## EXTRACT PROVIDED
__________
# Any ideas Which company?



## REO2Rentals (Sep 18, 2012)

Field Services Management Company is seeking individuals to perform Initial, Routine inspections and Routine Lawn cares of REO properties. Individuals needed to perform Routine Inspections twice a month at vacant properties and lawn services on a needed basis. Individuals are also needed to perform Initial Inspections at properties on a needed basis. Executive field contractors work independently and are required to communicate with office staff on a daily basis to provide a status of pending inspections. Executive field contractors are assigned a property manager whom reviews their inspections; provide feedback and training as needed. Executive field contractors are also required to comply with company procedures and keep an open communication with their property managers and field coordinator. Field Contractors will be attending conferences and training as needed

*Routine Inspection Requirements are:* Reliable transportation *(truck NOT required),* digital camera with date stamp capability, computer with Internet access, Cell phone, Basic Hand Tools for addressing minor issues (replacing outlet covers, installing locks and other MINOR tasks). Duties include, visiting vacant properties every 14 days to perform a property condition assessment, field contractors are required to monitor the condition of the structure via photos, accepting jobs, printing worksheets and planning route, providing required photographs of each property along with comments regarding Health, Safety and Preservation status of each property, Logging in on-line and completing report and uploading photos. Attention to detail, reliability and good communication skills are required. Payment is made per inspection with bonuses available for extra tasks completed.

*Routine Lawn Care requirements are:* Reliable transportation (truck NOT required), digital camera with date stamp capability, computer with Internet access, Cell phone, mower, string trimmer, hedge trimmer, edging shears, shovel, rake, trash bags and common lawn tools.
Duties include visiting properties on a needed basis and perform lawn services per scope of work requirements. Field contractors are required to monitor the condition of the lawn services via photos, accepting jobs, printing worksheets and planning route, providing required photographs of each property along with comments regarding Health, Safety and Preservation status of each property, Logging in on-line and completing report and uploading photos. Attention to detail, reliability and good communication skills are required. Payment is made per inspection.

*Initial Inspection ( HPIR ) Requirements are:* Reliable transportation (truck Recommended), 7500 Watt Generator with 220v pigtail cables to back feed power to structure, Portable air compressor with fittings to attach to structure plumbing to perform pressure checks and water removal from plumbing lines, Digital Camera with Date stamp capability, Computer with Internet access, Cell phone, Basic Hand Tools for addressing minor issues (replacing outlet covers, installing locks and other MINOR tasks). Duties include, accepting jobs, printing worksheets and planning route, providing required photographs of each property along with comments regarding condition of structural components and systems, Health, Safety and Preservation status of each property, testing HVAC, plumbing and electrical systems for functionality, Logging in on-line and completing report and uploading photos. Attention to detail, reliability and good communication skills are required. Payment is made per inspection with bonuses available for extra tasks completed.
__________
## DATASET EXCERPT
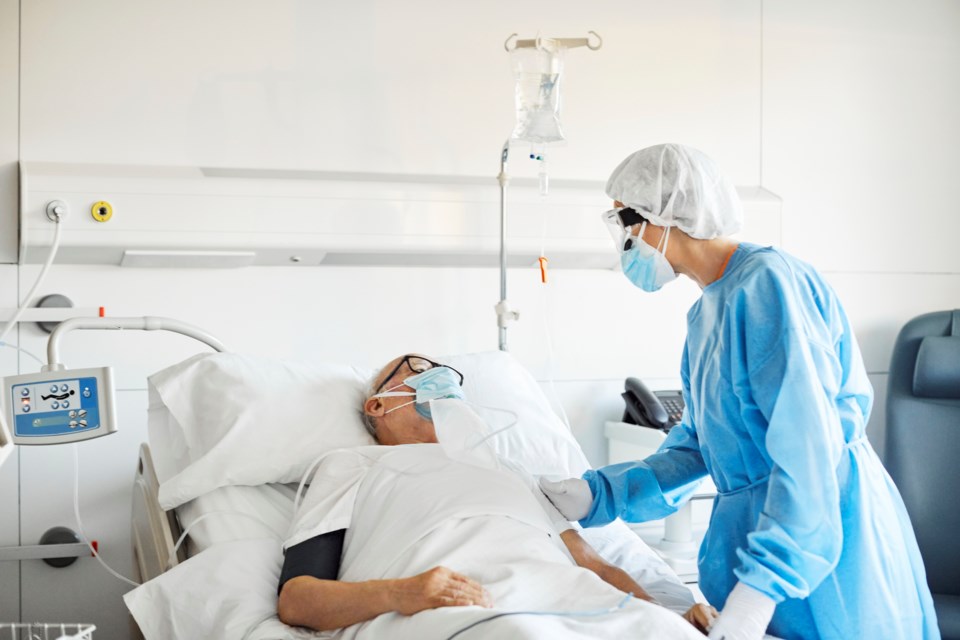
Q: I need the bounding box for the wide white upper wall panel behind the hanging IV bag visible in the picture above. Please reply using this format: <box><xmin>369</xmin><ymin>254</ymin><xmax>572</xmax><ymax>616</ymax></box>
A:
<box><xmin>22</xmin><ymin>0</ymin><xmax>760</xmax><ymax>184</ymax></box>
__________
## WHAT TO WORK ON
Edit the REO field contractor job post from "Duties include visiting" to "made per inspection.", replacing "scope of work" with "work order".

## RESULT OF THIS TASK
Duties include visiting properties on a needed basis and perform lawn services per work order requirements. Field contractors are required to monitor the condition of the lawn services via photos, accepting jobs, printing worksheets and planning route, providing required photographs of each property along with comments regarding Health, Safety and Preservation status of each property, Logging in on-line and completing report and uploading photos. Attention to detail, reliability and good communication skills are required. Payment is made per inspection.